INSTRUCTION:
Copy the lines below word for word, leaving out the pictures.

GIVEN INFORMATION:
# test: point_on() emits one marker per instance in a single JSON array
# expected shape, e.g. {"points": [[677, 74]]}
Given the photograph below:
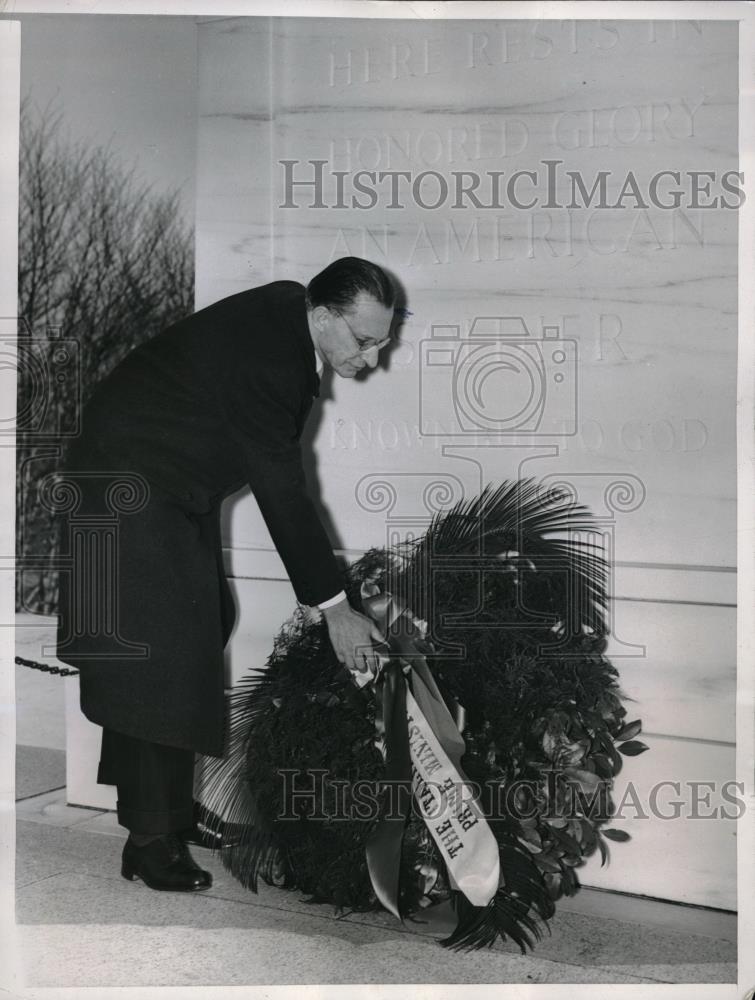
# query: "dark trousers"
{"points": [[155, 783]]}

WORKED ANSWER:
# test: point_on() emits one marker per instance in a single JSON array
# expected shape, e.g. {"points": [[677, 74]]}
Given the photograph below:
# query: "dark trousers"
{"points": [[155, 783]]}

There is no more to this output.